Much has been published regarding the relationship between ZCCM IH and Vedanta (the majority shareholder of Konkola Copper Mines Plc). According to the recently published annual report, ZCCM IH which owns a minority stake of 20.60%, decided to take action in a contentious relationship.
For a relationship that has lasted more than a decade, the following account extracted from ZCCM IH’s annual reports from 2008 provides a glaring account of broken promises and the buildup of discontent.
Since 2008, KCM has declared to its parent’s sales of over US$ 15.881 billion of the 1.727 million tonnes of copper that has been mined. During the same period, KCM has declared losses, profits with and without dividends and committed to payment agreements unfulfilled.
In 2019, ZCCM IH exercised its rights as a minority shareholder and initiated the liquidation process of KCM. The investment group filed the said petition pursuant to Section 56(1)(c) of the Corporate Insolvency Act No. 9 of 2017 and by Order of the Court, Mr. Milingo Lungu Simwanza & Company were appointed as provisional liquidator.
Extract from 2008 ZCCM IH Annual Report
Chairman: AJ Lungu; CEO: JM Chikolwa
Sales increased significantly from US$ 1.04 billion in 2007 to US$1.69 billion in 2008. This was in spite of a year-on-year reduction in copper production from 142,126 tonnes in 2007 to 93,747 tonnes in 2008, and mainly attributed to a rise in commodity prices.
A net profit of US$79.51 million was reported during the year, which was in bulk retained to enable ongoing capital investment from internally generated funds. A dividend of US1.39 million was paid out.
The Konkola Deep Mining Project progressed monthly during the period with the highest primary development rate of 1,347 meters per month being achieved in March 2008. A variety of original objectives ranging from completion of sinking and equipping for rock handling to construction of pipe shaft and pump chambers to handle 200,000 cu metres extra water were achieved.

## Material for the task
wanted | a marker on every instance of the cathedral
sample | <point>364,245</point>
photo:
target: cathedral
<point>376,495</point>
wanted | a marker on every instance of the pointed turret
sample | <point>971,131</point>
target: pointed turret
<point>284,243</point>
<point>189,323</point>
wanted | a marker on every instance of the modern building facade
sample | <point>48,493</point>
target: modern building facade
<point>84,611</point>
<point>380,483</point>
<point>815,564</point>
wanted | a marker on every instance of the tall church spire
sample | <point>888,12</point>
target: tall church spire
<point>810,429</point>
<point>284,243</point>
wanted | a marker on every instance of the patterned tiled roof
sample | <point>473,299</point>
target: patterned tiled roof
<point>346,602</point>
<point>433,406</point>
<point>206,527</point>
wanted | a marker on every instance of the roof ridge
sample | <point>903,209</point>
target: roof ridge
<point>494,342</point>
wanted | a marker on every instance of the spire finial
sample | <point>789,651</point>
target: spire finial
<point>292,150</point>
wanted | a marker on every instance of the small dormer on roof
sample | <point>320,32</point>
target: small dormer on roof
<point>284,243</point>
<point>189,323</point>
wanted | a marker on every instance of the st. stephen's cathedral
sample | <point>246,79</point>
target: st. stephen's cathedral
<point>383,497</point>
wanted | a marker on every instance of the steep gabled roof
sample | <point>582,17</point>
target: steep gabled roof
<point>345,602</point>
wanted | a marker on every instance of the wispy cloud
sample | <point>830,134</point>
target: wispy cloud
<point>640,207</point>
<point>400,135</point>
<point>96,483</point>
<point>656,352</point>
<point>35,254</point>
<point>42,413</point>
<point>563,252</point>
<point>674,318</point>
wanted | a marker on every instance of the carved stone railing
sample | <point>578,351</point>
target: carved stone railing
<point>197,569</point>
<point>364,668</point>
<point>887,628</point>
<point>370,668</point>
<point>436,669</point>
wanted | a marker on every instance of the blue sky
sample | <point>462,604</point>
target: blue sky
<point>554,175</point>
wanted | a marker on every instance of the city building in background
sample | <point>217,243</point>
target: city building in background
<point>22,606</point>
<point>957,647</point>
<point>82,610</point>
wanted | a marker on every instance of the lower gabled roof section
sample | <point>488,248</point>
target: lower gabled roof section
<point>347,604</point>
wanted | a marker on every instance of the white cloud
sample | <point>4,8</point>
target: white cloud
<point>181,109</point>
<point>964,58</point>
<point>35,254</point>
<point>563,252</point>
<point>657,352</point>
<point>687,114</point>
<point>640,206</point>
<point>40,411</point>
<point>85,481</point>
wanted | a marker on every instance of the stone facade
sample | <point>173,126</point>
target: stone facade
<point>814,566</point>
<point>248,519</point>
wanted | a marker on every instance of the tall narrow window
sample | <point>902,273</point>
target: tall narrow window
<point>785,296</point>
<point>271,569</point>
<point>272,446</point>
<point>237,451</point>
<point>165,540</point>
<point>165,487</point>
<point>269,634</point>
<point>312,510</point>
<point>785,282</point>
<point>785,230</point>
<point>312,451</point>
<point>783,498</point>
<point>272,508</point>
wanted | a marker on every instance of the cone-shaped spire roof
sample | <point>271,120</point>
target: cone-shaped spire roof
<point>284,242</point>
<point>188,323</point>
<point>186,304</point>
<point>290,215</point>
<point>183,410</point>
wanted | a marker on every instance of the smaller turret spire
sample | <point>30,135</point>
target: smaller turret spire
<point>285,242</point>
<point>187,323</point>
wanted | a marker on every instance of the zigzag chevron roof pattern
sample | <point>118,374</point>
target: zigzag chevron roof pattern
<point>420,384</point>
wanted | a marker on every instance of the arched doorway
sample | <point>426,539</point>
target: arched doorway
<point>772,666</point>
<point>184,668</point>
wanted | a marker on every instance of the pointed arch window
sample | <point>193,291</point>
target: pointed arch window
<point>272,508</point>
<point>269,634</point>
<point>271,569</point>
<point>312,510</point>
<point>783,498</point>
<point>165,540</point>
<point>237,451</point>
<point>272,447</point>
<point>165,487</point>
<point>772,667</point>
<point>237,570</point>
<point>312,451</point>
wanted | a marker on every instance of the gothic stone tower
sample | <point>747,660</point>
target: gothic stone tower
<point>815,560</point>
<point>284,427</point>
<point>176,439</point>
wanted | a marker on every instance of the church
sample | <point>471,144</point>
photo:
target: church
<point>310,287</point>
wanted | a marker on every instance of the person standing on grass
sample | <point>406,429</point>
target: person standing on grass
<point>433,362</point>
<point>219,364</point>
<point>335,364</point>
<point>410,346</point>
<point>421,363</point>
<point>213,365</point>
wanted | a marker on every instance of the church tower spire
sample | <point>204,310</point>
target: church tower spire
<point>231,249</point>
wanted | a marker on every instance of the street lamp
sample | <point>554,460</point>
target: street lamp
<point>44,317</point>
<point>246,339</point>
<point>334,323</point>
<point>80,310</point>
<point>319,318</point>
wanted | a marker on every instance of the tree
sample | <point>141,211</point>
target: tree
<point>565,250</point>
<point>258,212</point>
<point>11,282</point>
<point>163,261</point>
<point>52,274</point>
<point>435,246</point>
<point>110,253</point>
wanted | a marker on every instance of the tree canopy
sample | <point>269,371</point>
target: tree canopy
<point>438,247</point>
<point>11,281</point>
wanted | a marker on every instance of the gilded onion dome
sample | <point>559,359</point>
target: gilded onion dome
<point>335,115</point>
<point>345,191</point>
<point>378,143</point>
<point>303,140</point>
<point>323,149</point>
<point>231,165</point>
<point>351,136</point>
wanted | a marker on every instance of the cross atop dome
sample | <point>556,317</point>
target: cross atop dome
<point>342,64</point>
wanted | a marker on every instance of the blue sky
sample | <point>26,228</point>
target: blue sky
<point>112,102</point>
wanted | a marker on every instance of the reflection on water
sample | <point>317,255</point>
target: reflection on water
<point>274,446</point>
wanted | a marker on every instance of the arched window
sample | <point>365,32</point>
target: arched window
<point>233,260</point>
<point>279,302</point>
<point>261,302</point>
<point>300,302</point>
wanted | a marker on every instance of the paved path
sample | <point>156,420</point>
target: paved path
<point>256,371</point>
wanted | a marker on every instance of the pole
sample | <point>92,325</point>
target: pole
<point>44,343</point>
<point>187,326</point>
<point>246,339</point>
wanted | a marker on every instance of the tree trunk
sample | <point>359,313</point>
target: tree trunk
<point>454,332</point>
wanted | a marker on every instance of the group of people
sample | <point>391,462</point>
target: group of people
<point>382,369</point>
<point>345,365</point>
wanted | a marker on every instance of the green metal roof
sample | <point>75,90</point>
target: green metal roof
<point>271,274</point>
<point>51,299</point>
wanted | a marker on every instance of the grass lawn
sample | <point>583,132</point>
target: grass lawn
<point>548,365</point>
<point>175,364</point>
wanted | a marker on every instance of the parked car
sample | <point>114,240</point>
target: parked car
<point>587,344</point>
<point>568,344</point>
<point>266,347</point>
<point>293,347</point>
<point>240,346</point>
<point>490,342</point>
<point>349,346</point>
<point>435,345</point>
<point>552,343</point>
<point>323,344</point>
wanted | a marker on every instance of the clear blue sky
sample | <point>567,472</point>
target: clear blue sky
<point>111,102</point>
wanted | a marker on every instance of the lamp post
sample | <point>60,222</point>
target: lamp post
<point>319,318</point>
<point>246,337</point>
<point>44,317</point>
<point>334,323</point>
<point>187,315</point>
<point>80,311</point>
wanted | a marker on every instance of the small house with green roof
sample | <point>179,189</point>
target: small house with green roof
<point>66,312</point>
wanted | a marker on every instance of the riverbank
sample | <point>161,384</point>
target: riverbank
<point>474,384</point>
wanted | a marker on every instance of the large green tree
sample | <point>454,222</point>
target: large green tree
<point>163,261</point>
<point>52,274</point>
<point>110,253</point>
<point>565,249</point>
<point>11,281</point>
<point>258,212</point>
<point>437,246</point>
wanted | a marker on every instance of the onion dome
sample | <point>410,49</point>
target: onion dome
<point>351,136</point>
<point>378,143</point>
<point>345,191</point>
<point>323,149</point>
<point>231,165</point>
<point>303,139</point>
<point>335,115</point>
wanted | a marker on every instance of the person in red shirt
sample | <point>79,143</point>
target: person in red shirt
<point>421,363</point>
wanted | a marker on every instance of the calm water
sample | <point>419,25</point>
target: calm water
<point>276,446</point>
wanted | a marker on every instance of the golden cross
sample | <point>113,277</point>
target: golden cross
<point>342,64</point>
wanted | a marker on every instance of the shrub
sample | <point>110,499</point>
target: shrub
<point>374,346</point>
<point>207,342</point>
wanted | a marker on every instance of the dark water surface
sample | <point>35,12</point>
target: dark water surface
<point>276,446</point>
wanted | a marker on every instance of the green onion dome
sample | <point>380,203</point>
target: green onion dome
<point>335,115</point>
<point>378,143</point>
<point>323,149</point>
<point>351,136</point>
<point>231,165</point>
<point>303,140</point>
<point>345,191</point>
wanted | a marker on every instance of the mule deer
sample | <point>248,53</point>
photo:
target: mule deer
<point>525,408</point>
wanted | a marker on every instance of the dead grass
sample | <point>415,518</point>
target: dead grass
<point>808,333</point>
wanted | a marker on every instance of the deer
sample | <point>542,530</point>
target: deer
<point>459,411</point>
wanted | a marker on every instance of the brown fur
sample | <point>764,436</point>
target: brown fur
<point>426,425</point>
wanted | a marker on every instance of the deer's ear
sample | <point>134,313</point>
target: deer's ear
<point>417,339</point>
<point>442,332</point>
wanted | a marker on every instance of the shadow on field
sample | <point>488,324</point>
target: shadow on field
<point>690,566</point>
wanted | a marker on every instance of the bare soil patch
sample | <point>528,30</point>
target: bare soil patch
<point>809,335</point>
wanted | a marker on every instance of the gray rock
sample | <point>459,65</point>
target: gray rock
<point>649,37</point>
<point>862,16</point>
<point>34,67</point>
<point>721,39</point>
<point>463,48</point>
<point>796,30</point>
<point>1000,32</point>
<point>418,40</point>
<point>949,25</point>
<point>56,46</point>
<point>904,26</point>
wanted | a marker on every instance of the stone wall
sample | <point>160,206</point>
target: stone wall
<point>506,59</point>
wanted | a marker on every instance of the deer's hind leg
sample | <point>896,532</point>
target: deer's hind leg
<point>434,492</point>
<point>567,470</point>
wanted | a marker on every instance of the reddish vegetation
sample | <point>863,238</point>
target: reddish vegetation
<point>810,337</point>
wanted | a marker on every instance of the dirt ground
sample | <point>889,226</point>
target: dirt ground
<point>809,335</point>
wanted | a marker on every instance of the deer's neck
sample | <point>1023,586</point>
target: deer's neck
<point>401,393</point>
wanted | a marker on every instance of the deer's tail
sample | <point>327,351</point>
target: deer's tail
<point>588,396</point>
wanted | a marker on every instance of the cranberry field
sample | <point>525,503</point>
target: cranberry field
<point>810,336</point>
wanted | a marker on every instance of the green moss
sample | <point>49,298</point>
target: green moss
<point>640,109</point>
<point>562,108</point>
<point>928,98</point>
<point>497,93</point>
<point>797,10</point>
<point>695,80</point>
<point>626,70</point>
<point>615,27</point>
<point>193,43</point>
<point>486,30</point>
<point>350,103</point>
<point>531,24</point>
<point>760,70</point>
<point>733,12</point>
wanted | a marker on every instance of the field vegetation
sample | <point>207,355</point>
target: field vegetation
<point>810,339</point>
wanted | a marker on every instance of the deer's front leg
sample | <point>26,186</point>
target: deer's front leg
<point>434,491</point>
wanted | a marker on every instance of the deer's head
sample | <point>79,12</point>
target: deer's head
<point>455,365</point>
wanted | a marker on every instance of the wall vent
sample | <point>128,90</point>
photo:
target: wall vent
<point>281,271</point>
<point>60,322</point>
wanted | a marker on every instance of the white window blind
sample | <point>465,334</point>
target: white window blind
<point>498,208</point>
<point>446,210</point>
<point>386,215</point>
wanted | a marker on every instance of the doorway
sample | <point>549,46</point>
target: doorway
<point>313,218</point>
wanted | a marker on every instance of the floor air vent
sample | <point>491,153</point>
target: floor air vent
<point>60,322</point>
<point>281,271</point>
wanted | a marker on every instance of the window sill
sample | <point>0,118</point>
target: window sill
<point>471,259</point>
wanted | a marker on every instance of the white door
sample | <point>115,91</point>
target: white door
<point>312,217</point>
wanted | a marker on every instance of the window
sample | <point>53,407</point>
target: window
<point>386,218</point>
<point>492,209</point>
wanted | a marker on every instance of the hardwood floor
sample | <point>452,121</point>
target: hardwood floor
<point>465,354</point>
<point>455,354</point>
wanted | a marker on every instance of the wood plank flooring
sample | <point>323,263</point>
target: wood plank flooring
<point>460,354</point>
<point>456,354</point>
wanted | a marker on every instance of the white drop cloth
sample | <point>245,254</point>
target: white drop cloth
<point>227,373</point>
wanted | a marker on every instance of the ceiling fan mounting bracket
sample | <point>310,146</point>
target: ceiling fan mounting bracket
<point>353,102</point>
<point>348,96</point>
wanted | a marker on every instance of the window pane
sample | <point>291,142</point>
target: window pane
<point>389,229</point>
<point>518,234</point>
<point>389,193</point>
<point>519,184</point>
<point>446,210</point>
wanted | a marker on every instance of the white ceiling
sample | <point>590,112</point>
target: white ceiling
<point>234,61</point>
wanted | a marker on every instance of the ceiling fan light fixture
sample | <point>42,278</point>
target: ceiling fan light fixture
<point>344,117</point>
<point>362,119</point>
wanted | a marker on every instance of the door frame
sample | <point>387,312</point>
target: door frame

## Work to complete
- A) Copy the records from their first line down to the line containing "<point>206,527</point>", including both of those lines.
- B) Carry the text about ZCCM IH's relationship with Konkola Copper Mines forward from its last sentence.
The text and the records come from separate, unrelated sources.

## Answers to the problems
- A)
wanted | a marker on every instance of the cathedral
sample | <point>364,245</point>
photo:
target: cathedral
<point>376,495</point>
wanted | a marker on every instance of the pointed turret
sample | <point>971,131</point>
target: pointed turret
<point>284,243</point>
<point>189,323</point>
wanted | a marker on every instance of the modern building facade
sample | <point>48,493</point>
target: modern building facade
<point>84,611</point>
<point>380,483</point>
<point>815,564</point>
wanted | a marker on every instance of the tall church spire
sample | <point>888,12</point>
target: tall church spire
<point>810,429</point>
<point>284,243</point>
wanted | a marker on every instance of the patterned tiled roof
sample | <point>473,299</point>
target: patterned tiled roof
<point>346,602</point>
<point>433,406</point>
<point>206,527</point>

- B)
Extract from 2009 ZCCM IH Annual Report
Chairman: AJ Lungu; Acting CEO: W S Musama
Sales decreased substantially from US1.69 billion, as at year ended 30th June 2008 to US$668 million in 2009, US$1.04 billion was reported in 2007. This was as a result of significant reduction in the copper selling price which tumbled from an average of US$3.30 per lb to US$1.64 per lb during the six months of the year. In addition to the price decline, the company cut on production as a measure to forestall loss of value over the same period which saw actual production of 45,000 tonnes being less than 50% of anticipated output.
Despite the decline in prices during the earlier part of the year, prices had by the end of the year began to recover and substantial investment in plant and machinery, in particular at the Konkola Deep Mining Project, continued to the extent of reported investment expenditure of US$ 174 million.
During the year, the company continued to rank amongst the high-cost producers in the country and for the longer term, survival will be dependent on the achievement of the significant economies of scale through Konkola Deep Mining Project (KDMP). The KDMP progressed smoothly during the year with continued achievement of original objectives ranging from completion of sinking and equipping for rock handling to construction of pipe shaft and pump chambers.
A net loss of US$ 174 million was reported during the year following a fall in global commodity prices and reduction in output during the first half of the year. This was against a previous year’s profit of US$ 275 million that was retained to enable on-going capital investment from internally generated funds.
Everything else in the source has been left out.